**Objetivo do exercício**
Por favor, reescreva de forma mais breve o parágrafo do texto fornecido que começa por "A campanha eleitoral teve", mantendo os factos principais.

**Texto fornecido**
= = =

Eleições regionais na Catalunha: maioria vota por alternativas independentistas
No passado domingo, 14 de Fevereiro de 2021, decorreram eleições regionais na Catalunha.
Publicado em: 18 de fevereiro de 2021
No passado domingo, 14 de Fevereiro de 2021, decorreram eleições regionais na Catalunha.
A campanha eleitoral teve, como não poderia deixar de ser, a pandemia como pano de fundo. O adiamento das eleições esteve inclusive sobre a mesa até há umas semanas atrás. Foi decidido manterem-se as eleições e existiu um esforço por parte do Governo Regional da Catalunha para que as eleições se dessem com a maior participação possível. Assim, foi permitido a votação a quem se encontrava infectado, ao contrário do que se passou por exemplo nas eleições presidenciais em Portugal, além de campanhas a apelar ao voto e que ir às urnas era seguro, a verdade é que o medo prevaleceu.

= = =

**Dados fornecidos**
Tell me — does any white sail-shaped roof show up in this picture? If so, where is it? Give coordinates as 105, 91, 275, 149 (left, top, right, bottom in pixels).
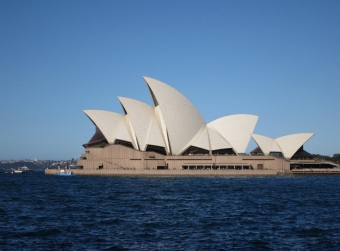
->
251, 134, 274, 155
270, 140, 282, 152
84, 110, 124, 144
146, 109, 165, 147
275, 133, 314, 159
207, 125, 232, 151
208, 114, 258, 153
144, 77, 205, 155
118, 97, 153, 150
191, 127, 210, 151
116, 115, 138, 149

= = =

**Resposta à tarefa**
A campanha decorreu com a pandemia como pano de fundo, e o adiamento das eleições esteve em cima da mesa até poucas semanas antes. Decidiu-se mantê-las, e o Governo Regional da Catalunha procurou garantir a maior participação possível. Permitiu o voto a pessoas infectadas, ao contrário do que aconteceu nas presidenciais em Portugal, e houve campanhas a apelar ao voto e a afirmar que ir às urnas era seguro. Ainda assim, o medo prevaleceu.